**WORK ITEM**
Nothing but the records, transcribed verbatim and stripped of images, should appear in the answer.
--- SOURCE INFORMATION Enclosed Below ---
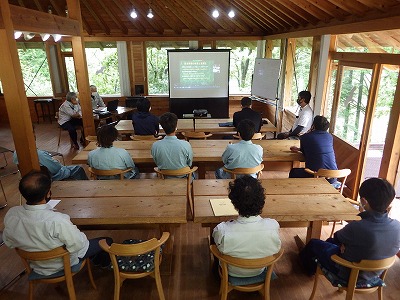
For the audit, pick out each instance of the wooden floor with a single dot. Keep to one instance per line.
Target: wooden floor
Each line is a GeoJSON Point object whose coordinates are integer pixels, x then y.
{"type": "Point", "coordinates": [190, 278]}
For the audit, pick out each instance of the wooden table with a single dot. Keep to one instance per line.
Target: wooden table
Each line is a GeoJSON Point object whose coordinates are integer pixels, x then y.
{"type": "Point", "coordinates": [294, 202]}
{"type": "Point", "coordinates": [206, 153]}
{"type": "Point", "coordinates": [206, 125]}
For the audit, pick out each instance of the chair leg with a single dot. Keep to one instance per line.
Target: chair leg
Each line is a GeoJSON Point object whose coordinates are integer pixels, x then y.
{"type": "Point", "coordinates": [159, 285]}
{"type": "Point", "coordinates": [90, 273]}
{"type": "Point", "coordinates": [317, 273]}
{"type": "Point", "coordinates": [333, 229]}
--- End of Enclosed SOURCE INFORMATION ---
**SOLUTION TO THE PROBLEM**
For the audit, pick out each instance of the wooden floor with a single dot. Keep to one instance per line.
Target: wooden floor
Each line is a GeoJSON Point object whose coordinates are integer pixels, x then y.
{"type": "Point", "coordinates": [190, 278]}
For the audit, pick out each instance of the wooden table with a single dot. Keep to one instance per line.
Target: wooden table
Each line is a GeoJSON Point object whose coordinates are integer pixels, x then y.
{"type": "Point", "coordinates": [294, 202]}
{"type": "Point", "coordinates": [206, 153]}
{"type": "Point", "coordinates": [206, 125]}
For the audit, pick out each instance of the chair leg with a single dot. Keep to one instance per line.
Target: chair leg
Each line is a GeoJSON Point object whose coordinates are integer pixels, x then y.
{"type": "Point", "coordinates": [159, 285]}
{"type": "Point", "coordinates": [90, 273]}
{"type": "Point", "coordinates": [317, 273]}
{"type": "Point", "coordinates": [333, 229]}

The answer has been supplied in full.